== STATED PROBLEM ==
Continue the passage below on chlorofluorocarbons in the stratosphere, starting right after its final sentence.

== TEXT SECTION ==
================================

The problem of Chlorofluorocarbons in the stratosphere
During the early 1970s, some researchers had turned their interest to the potential input of reactive chlorine radicals on stratospheric ozone. The major chemical components of the mid-stratosphere were well known, and their reaction rate constants with atomic Cl had been measured in the laboratory. In the most thorough of these studies, Richard Stolarski and Ralph Cicerone calculated significant ozone depletions if inorganic chlorine were to be present in the stratosphere at a volume mixing ratio of 1 nanomole/mole of air. They were interested in the possible natural release of HCl to the atmosphere from volcanoes, or of man-made chlorine in the exhaust of solid rockets fuels scheduled for propulsion of the space shuttle. Almost all chlorine atoms react with ozone by the reaction Cl+O3-->ClO+O2 with odd oxygen destruction and formation of ClO, another chemically reactive molecule. What happened to ClO at 30 kilometres? Atomic oxygen is especially abundant in the upper stratosphere between 30 and 50 kilometres altitude. The ClO left by the last step is also chemically reactive and reacts with atomic oxygen to re-release atomic chlorine (ClO+O-->Cl+O2), leaving a second molecule of diatomic oxygen. The net result of these catalytic reactions is: O+O3--> 2 O2. This reaction sequence is very similar to the catalytic NOx cycle.

================================

== MATERIAL ==
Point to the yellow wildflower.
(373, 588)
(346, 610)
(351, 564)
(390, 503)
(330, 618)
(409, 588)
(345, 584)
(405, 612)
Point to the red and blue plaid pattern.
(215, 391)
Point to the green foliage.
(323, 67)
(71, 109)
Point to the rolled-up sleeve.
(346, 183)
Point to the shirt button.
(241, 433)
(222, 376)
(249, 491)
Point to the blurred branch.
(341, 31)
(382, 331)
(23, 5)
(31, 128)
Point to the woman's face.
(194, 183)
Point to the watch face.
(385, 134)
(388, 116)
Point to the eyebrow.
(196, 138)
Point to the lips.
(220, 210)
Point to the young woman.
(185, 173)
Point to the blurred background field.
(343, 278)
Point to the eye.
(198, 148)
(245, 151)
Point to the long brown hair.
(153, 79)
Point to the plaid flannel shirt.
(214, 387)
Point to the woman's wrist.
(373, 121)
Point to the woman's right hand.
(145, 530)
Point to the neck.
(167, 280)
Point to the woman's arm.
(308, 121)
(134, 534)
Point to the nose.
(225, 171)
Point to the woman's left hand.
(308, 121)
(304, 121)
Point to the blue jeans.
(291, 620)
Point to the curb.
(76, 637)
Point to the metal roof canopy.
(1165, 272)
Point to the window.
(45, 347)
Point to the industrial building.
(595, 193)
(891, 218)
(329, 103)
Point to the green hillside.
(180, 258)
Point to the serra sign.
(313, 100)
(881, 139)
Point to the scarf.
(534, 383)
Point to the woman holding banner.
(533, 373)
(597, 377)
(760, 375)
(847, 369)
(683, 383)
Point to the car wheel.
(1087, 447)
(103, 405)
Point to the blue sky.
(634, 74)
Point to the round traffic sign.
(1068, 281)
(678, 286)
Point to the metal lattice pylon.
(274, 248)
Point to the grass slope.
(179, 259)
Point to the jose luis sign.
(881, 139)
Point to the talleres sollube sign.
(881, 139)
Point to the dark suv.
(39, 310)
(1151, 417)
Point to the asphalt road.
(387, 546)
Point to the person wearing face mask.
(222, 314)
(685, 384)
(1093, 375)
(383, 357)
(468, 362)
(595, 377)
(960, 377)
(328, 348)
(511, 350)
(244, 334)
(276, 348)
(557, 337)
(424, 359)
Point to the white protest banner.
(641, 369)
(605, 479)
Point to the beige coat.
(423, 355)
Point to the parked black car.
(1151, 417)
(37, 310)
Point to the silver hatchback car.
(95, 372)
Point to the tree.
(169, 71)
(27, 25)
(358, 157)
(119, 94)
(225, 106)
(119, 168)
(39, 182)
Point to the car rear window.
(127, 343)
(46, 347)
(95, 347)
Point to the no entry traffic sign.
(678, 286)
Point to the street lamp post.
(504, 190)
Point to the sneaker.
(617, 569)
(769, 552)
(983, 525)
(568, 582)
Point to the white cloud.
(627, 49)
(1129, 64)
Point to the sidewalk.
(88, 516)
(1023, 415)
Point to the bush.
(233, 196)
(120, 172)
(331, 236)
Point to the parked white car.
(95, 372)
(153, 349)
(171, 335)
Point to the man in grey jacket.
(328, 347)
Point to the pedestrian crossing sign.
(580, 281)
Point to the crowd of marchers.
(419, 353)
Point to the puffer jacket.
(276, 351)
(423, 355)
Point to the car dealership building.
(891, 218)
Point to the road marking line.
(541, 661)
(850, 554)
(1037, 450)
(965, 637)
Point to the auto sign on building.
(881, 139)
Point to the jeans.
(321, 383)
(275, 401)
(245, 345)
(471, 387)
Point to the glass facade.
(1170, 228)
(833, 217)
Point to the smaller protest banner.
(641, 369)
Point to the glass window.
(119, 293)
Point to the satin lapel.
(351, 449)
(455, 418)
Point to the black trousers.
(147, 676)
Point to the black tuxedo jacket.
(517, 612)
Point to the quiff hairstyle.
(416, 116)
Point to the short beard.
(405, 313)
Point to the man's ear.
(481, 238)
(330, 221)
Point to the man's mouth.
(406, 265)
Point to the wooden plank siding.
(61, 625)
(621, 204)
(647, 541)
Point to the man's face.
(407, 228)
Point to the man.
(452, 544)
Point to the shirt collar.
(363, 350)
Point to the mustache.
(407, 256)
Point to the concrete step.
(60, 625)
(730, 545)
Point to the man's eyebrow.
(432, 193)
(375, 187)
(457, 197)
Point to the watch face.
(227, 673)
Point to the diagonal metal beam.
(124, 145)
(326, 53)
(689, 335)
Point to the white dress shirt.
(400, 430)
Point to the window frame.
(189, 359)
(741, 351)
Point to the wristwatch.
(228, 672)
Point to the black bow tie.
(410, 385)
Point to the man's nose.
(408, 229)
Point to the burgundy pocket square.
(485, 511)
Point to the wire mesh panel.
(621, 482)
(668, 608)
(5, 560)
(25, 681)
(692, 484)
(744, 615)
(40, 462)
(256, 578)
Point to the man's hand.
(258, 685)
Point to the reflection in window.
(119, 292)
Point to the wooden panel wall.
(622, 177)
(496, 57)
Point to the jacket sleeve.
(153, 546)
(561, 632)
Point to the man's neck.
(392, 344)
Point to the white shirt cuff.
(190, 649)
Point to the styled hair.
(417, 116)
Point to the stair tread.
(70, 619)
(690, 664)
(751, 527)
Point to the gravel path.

================================

== RESPONSE TO THIS TASK ==
The study by Stolarski and Cicerone, first presented at a conference in Kyoto, Japan, in the fall of 1973, struggled, however, with the problem of a missing chlorine source in the stratosphere, because research had shown that the volcanic source is rather insignificant. In the fall of 1973 and early 1974, Crutzen spent some time looking for potential anthropogenic sources of chlorine in the stratosphere. Initially, his main interest was with DDT and other pesticides. Then, by the beginning of 1974, he read a paper by James Lovelock and coworkers who reported atmospheric measurements of CFCl3 and CCl4 over the Atlantic. Such measurements had been made possible by Lovelock’s invention of the electron capture detector for gas chromatographic analysis, a major advance in the environmental sciences. Lovelock’s paper gave Crutzen the first estimates of the industrial production rates of CF2Cl2 and CFCl3. It also stated that these compounds “are unusually stable chemically and only slightly soluble in water and might therefore persist and accumulate in the atmosphere... The presence of these compounds constitutes no conceivable hazard”. This statement had just aroused his curiosity about the fate of these compounds in the atmosphere when a preprint of a paper by Mario Molina and Sherwood Rowland with the title “Stratospheric Sink for Chlorofluoromethanes - Chlorine Atom Catalyzed Destruction of Ozone” was sent him by the authors.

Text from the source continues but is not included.